TU TAREA = Convierte todos los registros de abajo en una tabla Markdown con las columnas «Fila» y «Línea», donde cada línea ocupe una fila numerada en orden. Omite las líneas en blanco.

CONJUNTO DE DATOS =
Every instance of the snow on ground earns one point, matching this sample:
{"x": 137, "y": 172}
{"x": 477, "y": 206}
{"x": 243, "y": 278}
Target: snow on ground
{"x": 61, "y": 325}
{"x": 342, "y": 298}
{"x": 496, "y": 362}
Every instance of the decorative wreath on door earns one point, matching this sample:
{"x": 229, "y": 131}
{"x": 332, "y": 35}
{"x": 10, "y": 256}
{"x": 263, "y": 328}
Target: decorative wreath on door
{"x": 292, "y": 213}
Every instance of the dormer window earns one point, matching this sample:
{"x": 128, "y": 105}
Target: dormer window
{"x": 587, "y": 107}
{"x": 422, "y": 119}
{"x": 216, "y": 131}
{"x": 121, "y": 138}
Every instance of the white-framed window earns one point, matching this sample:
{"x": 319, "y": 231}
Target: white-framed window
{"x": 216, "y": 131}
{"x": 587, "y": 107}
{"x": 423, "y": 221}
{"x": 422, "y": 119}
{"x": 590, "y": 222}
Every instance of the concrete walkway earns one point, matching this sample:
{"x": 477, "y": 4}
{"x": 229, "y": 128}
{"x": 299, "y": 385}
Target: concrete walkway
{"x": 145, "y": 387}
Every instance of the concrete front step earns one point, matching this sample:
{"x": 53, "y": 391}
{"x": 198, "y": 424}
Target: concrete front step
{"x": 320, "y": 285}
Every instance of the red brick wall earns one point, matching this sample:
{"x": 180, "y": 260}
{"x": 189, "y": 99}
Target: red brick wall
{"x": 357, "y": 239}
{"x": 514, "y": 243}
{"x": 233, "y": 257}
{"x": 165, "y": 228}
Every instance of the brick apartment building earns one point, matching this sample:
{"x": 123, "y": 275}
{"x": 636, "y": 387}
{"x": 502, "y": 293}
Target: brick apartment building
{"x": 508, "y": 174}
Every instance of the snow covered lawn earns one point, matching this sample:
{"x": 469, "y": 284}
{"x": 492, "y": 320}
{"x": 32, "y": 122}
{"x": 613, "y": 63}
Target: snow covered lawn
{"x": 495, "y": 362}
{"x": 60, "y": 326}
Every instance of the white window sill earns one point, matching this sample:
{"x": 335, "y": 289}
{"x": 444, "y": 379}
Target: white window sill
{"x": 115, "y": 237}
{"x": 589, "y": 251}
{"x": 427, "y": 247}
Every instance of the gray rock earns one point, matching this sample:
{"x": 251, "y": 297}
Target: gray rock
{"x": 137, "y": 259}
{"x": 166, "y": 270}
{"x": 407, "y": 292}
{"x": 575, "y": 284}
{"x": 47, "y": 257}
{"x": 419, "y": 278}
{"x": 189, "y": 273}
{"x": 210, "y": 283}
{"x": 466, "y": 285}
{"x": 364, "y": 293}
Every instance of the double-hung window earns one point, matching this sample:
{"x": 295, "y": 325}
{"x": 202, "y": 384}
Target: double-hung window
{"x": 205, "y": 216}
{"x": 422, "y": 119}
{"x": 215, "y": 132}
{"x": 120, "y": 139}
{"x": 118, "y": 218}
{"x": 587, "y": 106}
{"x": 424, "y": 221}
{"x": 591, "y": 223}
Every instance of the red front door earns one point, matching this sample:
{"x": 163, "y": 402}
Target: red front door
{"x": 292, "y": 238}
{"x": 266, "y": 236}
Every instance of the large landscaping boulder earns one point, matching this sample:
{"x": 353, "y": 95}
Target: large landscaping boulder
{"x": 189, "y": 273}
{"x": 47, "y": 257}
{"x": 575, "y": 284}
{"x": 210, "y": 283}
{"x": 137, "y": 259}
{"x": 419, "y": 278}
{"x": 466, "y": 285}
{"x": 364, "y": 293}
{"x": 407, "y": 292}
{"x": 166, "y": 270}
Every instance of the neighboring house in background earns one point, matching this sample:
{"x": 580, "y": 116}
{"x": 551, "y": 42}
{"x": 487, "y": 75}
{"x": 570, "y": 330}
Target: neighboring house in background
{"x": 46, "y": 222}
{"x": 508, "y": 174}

SOLUCIÓN =
| Fila | Línea |
|---|---|
| 1 | Every instance of the snow on ground earns one point, matching this sample: |
| 2 | {"x": 137, "y": 172} |
| 3 | {"x": 477, "y": 206} |
| 4 | {"x": 243, "y": 278} |
| 5 | Target: snow on ground |
| 6 | {"x": 61, "y": 325} |
| 7 | {"x": 342, "y": 298} |
| 8 | {"x": 496, "y": 362} |
| 9 | Every instance of the decorative wreath on door earns one point, matching this sample: |
| 10 | {"x": 229, "y": 131} |
| 11 | {"x": 332, "y": 35} |
| 12 | {"x": 10, "y": 256} |
| 13 | {"x": 263, "y": 328} |
| 14 | Target: decorative wreath on door |
| 15 | {"x": 292, "y": 213} |
| 16 | Every instance of the dormer window earns one point, matching this sample: |
| 17 | {"x": 128, "y": 105} |
| 18 | Target: dormer window |
| 19 | {"x": 587, "y": 107} |
| 20 | {"x": 422, "y": 119} |
| 21 | {"x": 216, "y": 131} |
| 22 | {"x": 121, "y": 138} |
| 23 | Every instance of the white-framed window earns one point, matching this sample: |
| 24 | {"x": 319, "y": 231} |
| 25 | Target: white-framed window |
| 26 | {"x": 216, "y": 131} |
| 27 | {"x": 587, "y": 107} |
| 28 | {"x": 423, "y": 221} |
| 29 | {"x": 422, "y": 119} |
| 30 | {"x": 590, "y": 222} |
| 31 | Every instance of the concrete walkway earns one point, matching this sample: |
| 32 | {"x": 477, "y": 4} |
| 33 | {"x": 229, "y": 128} |
| 34 | {"x": 299, "y": 385} |
| 35 | Target: concrete walkway |
| 36 | {"x": 145, "y": 387} |
| 37 | Every instance of the concrete front step earns one point, matching this sample: |
| 38 | {"x": 53, "y": 391} |
| 39 | {"x": 198, "y": 424} |
| 40 | Target: concrete front step |
| 41 | {"x": 320, "y": 285} |
| 42 | Every instance of the red brick wall earns one point, matching this sample: |
| 43 | {"x": 180, "y": 260} |
| 44 | {"x": 189, "y": 99} |
| 45 | Target: red brick wall |
| 46 | {"x": 357, "y": 239} |
| 47 | {"x": 514, "y": 243} |
| 48 | {"x": 233, "y": 257} |
| 49 | {"x": 165, "y": 228} |
| 50 | Every instance of the brick apartment building earns one point, matching this sample: |
| 51 | {"x": 123, "y": 275} |
| 52 | {"x": 636, "y": 387} |
| 53 | {"x": 502, "y": 293} |
| 54 | Target: brick apartment building |
| 55 | {"x": 508, "y": 174} |
| 56 | Every instance of the snow covered lawn earns one point, matching this sample: |
| 57 | {"x": 469, "y": 284} |
| 58 | {"x": 492, "y": 320} |
| 59 | {"x": 32, "y": 122} |
| 60 | {"x": 613, "y": 63} |
| 61 | Target: snow covered lawn |
| 62 | {"x": 495, "y": 362} |
| 63 | {"x": 60, "y": 326} |
| 64 | Every instance of the white window sill earns one point, matching this sample: |
| 65 | {"x": 335, "y": 289} |
| 66 | {"x": 444, "y": 379} |
| 67 | Target: white window sill |
| 68 | {"x": 115, "y": 237} |
| 69 | {"x": 589, "y": 251} |
| 70 | {"x": 427, "y": 247} |
| 71 | Every instance of the gray rock earns one point, matching this sample: |
| 72 | {"x": 251, "y": 297} |
| 73 | Target: gray rock |
| 74 | {"x": 137, "y": 259} |
| 75 | {"x": 166, "y": 270} |
| 76 | {"x": 407, "y": 292} |
| 77 | {"x": 575, "y": 284} |
| 78 | {"x": 47, "y": 257} |
| 79 | {"x": 419, "y": 278} |
| 80 | {"x": 189, "y": 273} |
| 81 | {"x": 210, "y": 283} |
| 82 | {"x": 466, "y": 285} |
| 83 | {"x": 364, "y": 293} |
| 84 | Every instance of the double-hung window earns one point, matching this sample: |
| 85 | {"x": 295, "y": 325} |
| 86 | {"x": 202, "y": 384} |
| 87 | Target: double-hung window |
| 88 | {"x": 205, "y": 216} |
| 89 | {"x": 422, "y": 119} |
| 90 | {"x": 215, "y": 132} |
| 91 | {"x": 120, "y": 139} |
| 92 | {"x": 118, "y": 218} |
| 93 | {"x": 587, "y": 106} |
| 94 | {"x": 424, "y": 221} |
| 95 | {"x": 591, "y": 223} |
| 96 | Every instance of the red front door earns one point, matching this sample: |
| 97 | {"x": 163, "y": 402} |
| 98 | Target: red front door |
| 99 | {"x": 292, "y": 238} |
| 100 | {"x": 266, "y": 236} |
| 101 | Every instance of the large landscaping boulder earns one point, matching this sample: |
| 102 | {"x": 353, "y": 95} |
| 103 | Target: large landscaping boulder |
| 104 | {"x": 189, "y": 273} |
| 105 | {"x": 47, "y": 257} |
| 106 | {"x": 575, "y": 284} |
| 107 | {"x": 210, "y": 283} |
| 108 | {"x": 137, "y": 259} |
| 109 | {"x": 419, "y": 278} |
| 110 | {"x": 466, "y": 285} |
| 111 | {"x": 364, "y": 293} |
| 112 | {"x": 407, "y": 292} |
| 113 | {"x": 166, "y": 270} |
| 114 | Every instance of the neighboring house in background earns one point, matching this sample: |
| 115 | {"x": 580, "y": 116} |
| 116 | {"x": 551, "y": 42} |
| 117 | {"x": 487, "y": 75} |
| 118 | {"x": 570, "y": 330} |
| 119 | Target: neighboring house in background |
| 120 | {"x": 46, "y": 222} |
| 121 | {"x": 508, "y": 174} |